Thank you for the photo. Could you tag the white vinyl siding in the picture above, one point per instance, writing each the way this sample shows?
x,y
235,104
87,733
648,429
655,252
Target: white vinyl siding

--- Exercise goal ---
Write out each of the entries above verbatim, line by line, with no alterations.

--- Task solution ---
Thank you for the photo. Could you tag the white vinyl siding in the picture above, one point per instance, writing each the way this sample shows?
x,y
235,104
87,733
648,429
655,252
Target: white vinyl siding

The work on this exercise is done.